Below are the entries to retype; reproduce each one exactly.

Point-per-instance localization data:
◆ ◆ ◆

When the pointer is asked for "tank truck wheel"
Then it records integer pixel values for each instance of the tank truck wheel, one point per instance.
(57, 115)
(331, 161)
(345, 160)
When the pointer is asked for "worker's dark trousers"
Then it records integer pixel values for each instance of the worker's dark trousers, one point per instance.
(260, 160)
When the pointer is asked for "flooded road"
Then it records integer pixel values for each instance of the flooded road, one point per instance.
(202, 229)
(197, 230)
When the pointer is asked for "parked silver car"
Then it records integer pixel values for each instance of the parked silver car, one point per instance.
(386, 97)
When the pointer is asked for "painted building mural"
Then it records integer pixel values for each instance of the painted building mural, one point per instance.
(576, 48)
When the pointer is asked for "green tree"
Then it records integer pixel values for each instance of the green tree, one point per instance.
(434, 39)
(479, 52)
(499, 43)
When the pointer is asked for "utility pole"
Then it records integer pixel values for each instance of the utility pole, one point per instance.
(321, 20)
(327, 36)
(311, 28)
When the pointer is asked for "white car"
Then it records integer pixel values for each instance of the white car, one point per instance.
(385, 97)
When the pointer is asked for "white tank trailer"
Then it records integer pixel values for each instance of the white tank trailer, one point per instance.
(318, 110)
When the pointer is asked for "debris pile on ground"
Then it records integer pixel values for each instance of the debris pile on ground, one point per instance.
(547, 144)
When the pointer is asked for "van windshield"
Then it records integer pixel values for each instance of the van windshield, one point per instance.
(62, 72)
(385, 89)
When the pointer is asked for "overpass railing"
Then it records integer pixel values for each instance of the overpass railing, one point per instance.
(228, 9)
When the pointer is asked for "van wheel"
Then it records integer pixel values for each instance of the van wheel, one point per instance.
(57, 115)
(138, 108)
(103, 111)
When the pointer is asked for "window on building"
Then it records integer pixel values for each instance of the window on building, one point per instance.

◆ ◆ ◆

RESPONSE TO THIS EXERCISE
When the pointer is asked for "tank truck wheel"
Then it records integer pixel values for each instance of the tank truck wheel, one point per instance.
(57, 115)
(331, 161)
(345, 160)
When the pointer is asked for "worker's dark trousers"
Then it records integer pixel values for each instance of the worker's dark trousers, one point per instance.
(260, 160)
When the pointer is asked for "flooded road"
Then it records integer pixel values for each instance of the flooded road, one point per instance.
(202, 229)
(197, 230)
When the pointer is asked for "parked silver car"
Then it records integer pixel values for each instance of the parked silver car, one point per instance.
(386, 97)
When the pointer is asked for "painted building mural"
Then it records integer pixel values for each instance of the painted building mural, one point per instance.
(576, 48)
When the pointer is asked for "green tree"
Then it records integer pixel values for each instance of the green tree, one point per instance.
(434, 39)
(479, 52)
(499, 43)
When the pointer is asked for "utility pole"
Then it records integer pixel values for each instance of the utility pole, one point per instance.
(321, 20)
(327, 36)
(311, 28)
When the pointer is asked for "white car"
Then it records integer pixel values for each instance of the white car, one point per instance.
(385, 97)
When the pointer is asked for "white tank trailer"
Then it records integer pixel values for each instance of the white tank trailer, one point per instance.
(318, 110)
When the pointer is asked for "debris pile on ground"
Then it records integer pixel values for each instance of the debris pile on ground, one point per instance.
(547, 144)
When the pointer is asked for "van windshield"
Then it records integer pixel values for each instance of the van windshield, one point per instance.
(62, 72)
(385, 89)
When the pointer is asked for "overpass railing"
Then it records integer pixel values for each instance of the overpass railing, one point per instance.
(228, 9)
When the pointer is asked for "van wheel"
Then it records integer pixel values for each instance of the van wheel, one point per instance.
(57, 115)
(138, 108)
(103, 111)
When the pointer is asked for "window on building"
Then it records integer pixel values for each instance of the window on building, one point per instance.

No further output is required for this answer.